WHAT YOU WILL DO: Scan the lines below for "giving" and copy the matches.

SUPPLIED RECORDS:
_ _ _ _ _

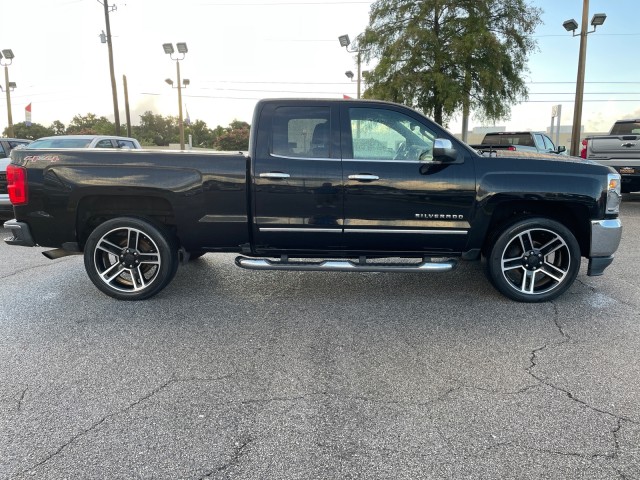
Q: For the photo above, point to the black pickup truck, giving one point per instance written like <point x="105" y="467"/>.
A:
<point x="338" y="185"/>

_ _ _ _ _

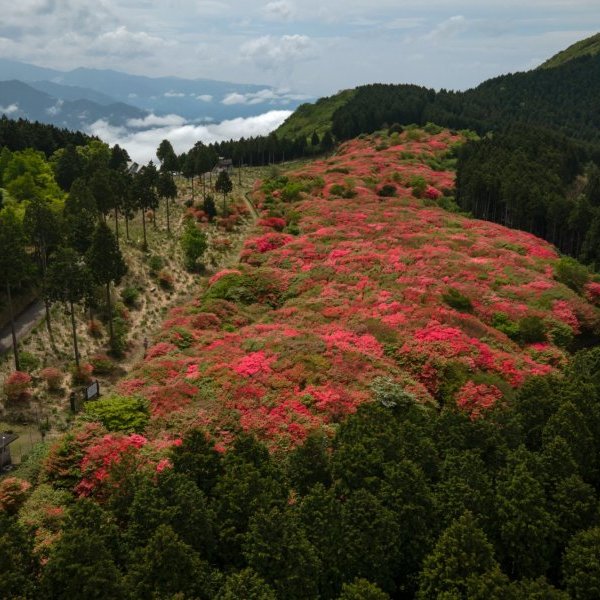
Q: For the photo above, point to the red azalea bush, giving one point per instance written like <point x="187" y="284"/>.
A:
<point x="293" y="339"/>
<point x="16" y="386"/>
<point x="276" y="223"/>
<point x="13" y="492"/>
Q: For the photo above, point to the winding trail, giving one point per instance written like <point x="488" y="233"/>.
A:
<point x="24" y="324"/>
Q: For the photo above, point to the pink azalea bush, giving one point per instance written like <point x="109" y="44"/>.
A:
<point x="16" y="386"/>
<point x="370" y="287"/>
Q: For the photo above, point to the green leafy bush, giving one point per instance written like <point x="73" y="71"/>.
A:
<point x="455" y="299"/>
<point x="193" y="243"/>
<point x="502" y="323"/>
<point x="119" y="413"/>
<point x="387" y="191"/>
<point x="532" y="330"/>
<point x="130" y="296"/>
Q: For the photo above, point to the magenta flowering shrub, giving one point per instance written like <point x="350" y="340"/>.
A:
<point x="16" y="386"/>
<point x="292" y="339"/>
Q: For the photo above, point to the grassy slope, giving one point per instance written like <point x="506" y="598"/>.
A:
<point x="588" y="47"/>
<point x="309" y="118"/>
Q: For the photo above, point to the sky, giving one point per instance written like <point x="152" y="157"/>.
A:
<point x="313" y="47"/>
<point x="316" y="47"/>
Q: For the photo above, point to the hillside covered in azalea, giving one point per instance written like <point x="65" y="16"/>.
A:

_ _ _ _ _

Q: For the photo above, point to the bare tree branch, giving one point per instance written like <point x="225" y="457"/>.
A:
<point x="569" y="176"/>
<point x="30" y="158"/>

_ _ _ _ _

EXPECTED ANSWER:
Q: For the photo above, point to the black pickup truck, giving one point per instance written like <point x="105" y="467"/>.
Q: For the photo above, point to the red azalea bush, giving one point per instance written like <point x="187" y="284"/>.
Q: For the photo above, point to the winding trail, giving one point per instance written like <point x="488" y="233"/>.
Q: For the photo above, point to the pink azalea bush, giving one point per instance written like <point x="109" y="44"/>.
Q: For the photo above, point to the green leafy bush, giving one point per instance written like <point x="73" y="71"/>.
Q: For the photo above, point to the magenta flowering shrub, giving one point per instance written like <point x="350" y="340"/>.
Q: For the photo above, point to the grassy slope, giving one point per instance written like <point x="506" y="598"/>.
Q: For the photo above, point to the sky, giving one point per instance written like <point x="152" y="157"/>.
Q: For the photo above, point to the hillside covered in azalea, giving one point per instance written like <point x="65" y="16"/>.
Q: For the photo above, point to the bare tree branch, giving one point per instance written like <point x="225" y="457"/>.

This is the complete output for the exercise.